• Document section:
In all the values I printed above for this variable, you will see </a>
appearing at the end of each value. We can easily replace this string using the powerful gsub
function in base R. We will replace it by literally nothing. In order to avoid overwriting the variable statusSource
, I will create another variable statusSource1
tweet$statusSource1 <- gsub('</a>',"",tweet$statusSource)
head(tweet$statusSource1)
## [1] "<a href=\"http://twitter.com/download/android\" rel=\"nofollow\">Twitter for Android"
## [2] "<a href=\"http://twitter.com/#!/download/ipad\" rel=\"nofollow\">Twitter for iPad"
## [3] "<a href=\"http://twitter.com/download/iphone\" rel=\"nofollow\">Twitter for iPhone"
## [4] "<a href=\"http://twitter.com/download/iphone\" rel=\"nofollow\">Twitter for iPhone"
## [5] "<a href=\"http://twitter.com/download/iphone\" rel=\"nofollow\">Twitter for iPhone"
## [6] "<a href=\"http://twitter.com/download/iphone\" rel=\"nofollow\">Twitter for iPhone"
As we see, gsub
nicely replaced all </a>
with nothing!

• Source excerpt:
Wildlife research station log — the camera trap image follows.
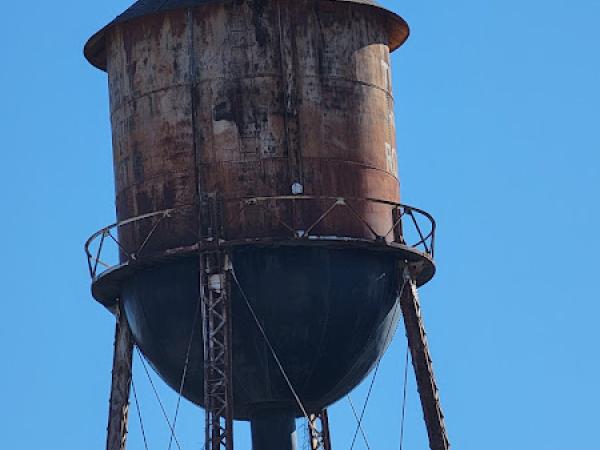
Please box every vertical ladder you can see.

• Set exercise 1: Reproduce the part of the R tutorial on cleaning tweet sources that starts with "In all the values" and goes on through "head(tweet$statusSource1)".
• Set exercise 2: Write the next part of the R tutorial on cleaning tweet sources with gsub, picking up right after its last sentence.

• Written answer 1:
In all the values I printed above for this variable, you will see </a>
appearing at the end of each value. We can easily replace this string using the powerful gsub
function in base R. We will replace it by literally nothing. In order to avoid overwriting the variable statusSource
, I will create another variable statusSource1
tweet$statusSource1 <- gsub('</a>',"",tweet$statusSource)
head(tweet$statusSource1)

• Written answer 2:
Next we need to replace a long text string which is enclosed in <>
. We can use gsub
with regular expressions (regex) in order to replace this entire string. For more patterns in regex, check out this link: [http://www.endmemo.com/program/R/gsub.php]. Another helpful website is [https://www.memberpress.com/how-to-become-a-regular-expression-power-user/]
In the following code I am overwriting statusSource1
.
tweet$statusSource1 <- gsub('.*>',"",tweet$statusSource1)
head(tweet$statusSource1)
## [1] "Twitter for Android" "Twitter for iPad" "Twitter for iPhone"
## [4] "Twitter for iPhone" "Twitter for iPhone" "Twitter for iPhone"
Now we have a clean variable! Let’s get a frequency table using count()
function in the package plyr
plyr::count(tweet$statusSource1)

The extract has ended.